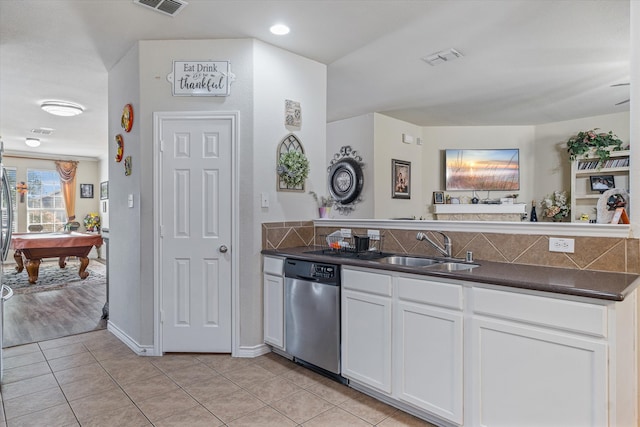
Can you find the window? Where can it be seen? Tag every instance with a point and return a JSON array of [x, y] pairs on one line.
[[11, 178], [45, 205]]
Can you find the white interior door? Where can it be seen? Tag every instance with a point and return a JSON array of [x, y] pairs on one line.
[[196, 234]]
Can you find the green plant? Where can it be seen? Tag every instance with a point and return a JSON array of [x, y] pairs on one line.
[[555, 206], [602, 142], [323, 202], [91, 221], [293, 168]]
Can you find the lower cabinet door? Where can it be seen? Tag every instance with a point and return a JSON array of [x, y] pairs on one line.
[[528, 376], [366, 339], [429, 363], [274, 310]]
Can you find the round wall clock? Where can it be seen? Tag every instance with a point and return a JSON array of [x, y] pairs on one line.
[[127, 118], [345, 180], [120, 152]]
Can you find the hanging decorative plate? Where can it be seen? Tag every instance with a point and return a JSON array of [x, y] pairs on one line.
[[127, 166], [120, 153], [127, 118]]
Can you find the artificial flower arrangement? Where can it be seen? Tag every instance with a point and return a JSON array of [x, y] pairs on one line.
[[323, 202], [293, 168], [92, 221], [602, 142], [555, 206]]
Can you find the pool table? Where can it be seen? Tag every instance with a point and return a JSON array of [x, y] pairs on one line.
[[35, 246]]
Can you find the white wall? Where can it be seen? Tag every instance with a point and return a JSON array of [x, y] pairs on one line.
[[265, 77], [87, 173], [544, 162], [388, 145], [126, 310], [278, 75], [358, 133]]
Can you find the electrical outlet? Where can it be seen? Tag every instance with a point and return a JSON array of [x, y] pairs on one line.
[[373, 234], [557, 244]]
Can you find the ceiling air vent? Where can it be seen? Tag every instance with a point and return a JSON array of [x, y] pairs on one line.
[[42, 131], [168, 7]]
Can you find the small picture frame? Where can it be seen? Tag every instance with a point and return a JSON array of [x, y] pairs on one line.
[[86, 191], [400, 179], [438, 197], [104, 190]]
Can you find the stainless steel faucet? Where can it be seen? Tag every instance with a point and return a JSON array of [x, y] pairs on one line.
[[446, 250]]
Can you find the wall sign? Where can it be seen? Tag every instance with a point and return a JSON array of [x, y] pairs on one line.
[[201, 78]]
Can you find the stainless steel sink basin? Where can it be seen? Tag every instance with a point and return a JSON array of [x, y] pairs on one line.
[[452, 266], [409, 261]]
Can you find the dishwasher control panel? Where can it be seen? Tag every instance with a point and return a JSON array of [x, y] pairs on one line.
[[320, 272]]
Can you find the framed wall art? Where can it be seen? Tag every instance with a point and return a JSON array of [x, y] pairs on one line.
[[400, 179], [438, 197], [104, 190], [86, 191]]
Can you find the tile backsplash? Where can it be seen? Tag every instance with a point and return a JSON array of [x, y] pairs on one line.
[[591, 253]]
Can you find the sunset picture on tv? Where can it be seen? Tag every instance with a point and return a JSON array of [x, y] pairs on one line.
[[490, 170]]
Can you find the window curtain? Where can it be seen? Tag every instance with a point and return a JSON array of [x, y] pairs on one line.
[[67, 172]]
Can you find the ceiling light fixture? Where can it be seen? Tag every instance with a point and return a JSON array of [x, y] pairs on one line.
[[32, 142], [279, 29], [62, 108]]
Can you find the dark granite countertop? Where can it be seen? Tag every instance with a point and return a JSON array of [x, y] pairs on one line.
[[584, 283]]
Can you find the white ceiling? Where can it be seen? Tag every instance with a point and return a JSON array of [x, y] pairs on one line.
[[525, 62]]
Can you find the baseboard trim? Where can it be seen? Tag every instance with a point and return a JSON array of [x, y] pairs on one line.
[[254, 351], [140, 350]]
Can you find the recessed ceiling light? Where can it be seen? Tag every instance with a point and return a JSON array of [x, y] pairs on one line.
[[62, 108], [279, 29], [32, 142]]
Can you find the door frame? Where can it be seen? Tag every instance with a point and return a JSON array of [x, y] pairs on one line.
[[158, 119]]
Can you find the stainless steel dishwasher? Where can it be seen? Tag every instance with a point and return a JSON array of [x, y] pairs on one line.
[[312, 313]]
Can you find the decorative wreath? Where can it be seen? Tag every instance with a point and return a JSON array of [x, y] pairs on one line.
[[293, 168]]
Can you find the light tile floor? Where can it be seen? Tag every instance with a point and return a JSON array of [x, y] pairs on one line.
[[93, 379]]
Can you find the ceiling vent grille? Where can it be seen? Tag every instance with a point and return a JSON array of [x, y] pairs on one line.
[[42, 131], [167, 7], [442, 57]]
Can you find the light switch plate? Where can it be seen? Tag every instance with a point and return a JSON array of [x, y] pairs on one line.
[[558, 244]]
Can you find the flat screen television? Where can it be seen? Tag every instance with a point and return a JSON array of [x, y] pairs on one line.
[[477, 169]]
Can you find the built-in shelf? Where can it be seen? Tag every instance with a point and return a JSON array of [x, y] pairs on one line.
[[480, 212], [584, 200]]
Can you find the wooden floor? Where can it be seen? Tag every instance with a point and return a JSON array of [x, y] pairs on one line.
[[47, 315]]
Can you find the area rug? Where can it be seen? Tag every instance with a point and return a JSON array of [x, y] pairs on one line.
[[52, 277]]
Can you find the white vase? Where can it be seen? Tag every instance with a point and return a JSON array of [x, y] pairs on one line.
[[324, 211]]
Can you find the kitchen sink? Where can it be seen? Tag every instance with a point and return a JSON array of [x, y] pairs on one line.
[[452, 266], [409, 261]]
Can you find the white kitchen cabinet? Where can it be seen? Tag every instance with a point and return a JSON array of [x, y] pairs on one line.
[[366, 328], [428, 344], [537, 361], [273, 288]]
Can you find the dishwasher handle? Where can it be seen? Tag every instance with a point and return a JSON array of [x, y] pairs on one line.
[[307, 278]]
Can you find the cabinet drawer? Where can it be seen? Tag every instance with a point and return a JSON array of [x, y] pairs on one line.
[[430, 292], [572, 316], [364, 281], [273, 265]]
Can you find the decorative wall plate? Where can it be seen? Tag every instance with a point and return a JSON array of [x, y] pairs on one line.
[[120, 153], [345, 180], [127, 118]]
━━━━━━━━━━━━━━━━
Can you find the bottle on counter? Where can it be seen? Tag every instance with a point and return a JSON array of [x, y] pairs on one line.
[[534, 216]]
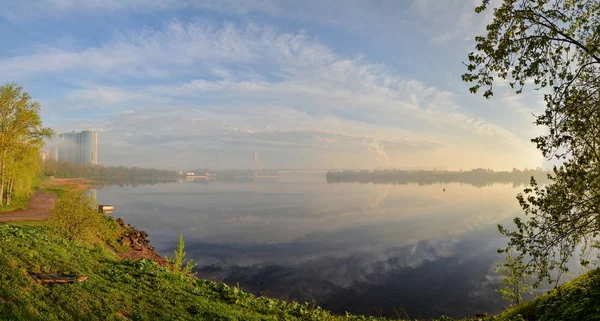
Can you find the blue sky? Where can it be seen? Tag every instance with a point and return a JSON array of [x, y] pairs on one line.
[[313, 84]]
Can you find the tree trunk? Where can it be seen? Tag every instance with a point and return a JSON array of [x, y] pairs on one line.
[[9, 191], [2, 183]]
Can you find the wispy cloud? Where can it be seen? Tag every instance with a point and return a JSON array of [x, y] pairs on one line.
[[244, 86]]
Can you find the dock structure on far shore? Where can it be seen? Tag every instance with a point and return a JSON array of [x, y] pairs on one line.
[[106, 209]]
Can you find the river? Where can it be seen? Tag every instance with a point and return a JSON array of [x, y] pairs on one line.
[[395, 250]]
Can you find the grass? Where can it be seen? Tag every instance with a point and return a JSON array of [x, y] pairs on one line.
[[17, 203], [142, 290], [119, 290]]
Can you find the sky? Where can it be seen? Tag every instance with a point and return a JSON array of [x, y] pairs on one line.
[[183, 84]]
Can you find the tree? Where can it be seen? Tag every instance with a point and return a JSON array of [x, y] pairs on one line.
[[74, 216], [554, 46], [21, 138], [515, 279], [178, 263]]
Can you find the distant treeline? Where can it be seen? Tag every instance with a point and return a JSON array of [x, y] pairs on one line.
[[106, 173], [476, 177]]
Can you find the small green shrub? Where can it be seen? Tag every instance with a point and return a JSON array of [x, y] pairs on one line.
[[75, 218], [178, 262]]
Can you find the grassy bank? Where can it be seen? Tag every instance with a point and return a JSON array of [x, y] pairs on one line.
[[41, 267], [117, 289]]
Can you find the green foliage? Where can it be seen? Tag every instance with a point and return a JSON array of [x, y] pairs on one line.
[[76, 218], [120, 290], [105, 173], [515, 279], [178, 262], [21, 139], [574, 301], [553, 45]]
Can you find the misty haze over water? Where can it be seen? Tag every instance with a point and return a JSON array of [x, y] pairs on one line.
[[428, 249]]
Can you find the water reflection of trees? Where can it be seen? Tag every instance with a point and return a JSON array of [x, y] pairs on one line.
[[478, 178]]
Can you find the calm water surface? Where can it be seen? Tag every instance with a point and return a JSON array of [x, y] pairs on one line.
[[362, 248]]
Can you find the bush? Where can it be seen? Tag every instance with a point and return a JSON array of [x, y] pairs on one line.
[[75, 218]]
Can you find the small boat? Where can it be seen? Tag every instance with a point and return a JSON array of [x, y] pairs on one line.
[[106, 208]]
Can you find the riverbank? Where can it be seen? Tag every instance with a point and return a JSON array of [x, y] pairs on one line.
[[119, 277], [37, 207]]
━━━━━━━━━━━━━━━━
What to produce: Replace "small" with "little" in the lines between the one holding "Can you find the small green" and the one holding "[[119, 277], [37, 207]]", inclusive. Give those rows again with everything else unchanged.

Written response:
Can you find the little green shrub? Where can it be seen? Tag every instance with a point and return a JSON array of [x, y] pairs on one line.
[[75, 218], [178, 262]]
Can you find the grassy bank? Where can it be seen? Tag every instance with a point and return a JSON array of [x, y] pairs on one line.
[[41, 267], [117, 289]]
Can you find the green foliage? Where can it be seen? Tag every instance with a point and return a JSON array of [x, y] pairs on one line.
[[76, 218], [120, 290], [105, 173], [515, 279], [178, 262], [21, 139], [574, 301], [553, 45]]
Can you find the misty haze over water? Where can it be seen? Tag every instance with a point and return a JSON array of [x, y] pairs on one line.
[[428, 249]]
Can you find the water reflection of trees? Where can it be seen? Tag every instance with a point and return a JSON array of [x, y] pairs on one line.
[[478, 178]]
Can you find the calm water surface? Where can it be seen? Tag every instance with a point and return a JSON array of [x, y] pairs on one line.
[[362, 248]]
Can you find the bush? Where can it be seen? Tag every instance with a point and return a JSON array of [x, y] pairs on one line.
[[75, 218]]
Can you find the little boat? Where can it be seen? Tag every instance with a point and return a JSON array of [x, y] pairs on one line.
[[106, 208]]
Can you find the riverbank? Where can it be seen? Tag every instance with a point and return a JSON array of [x, y] pairs on one line.
[[119, 277], [37, 207]]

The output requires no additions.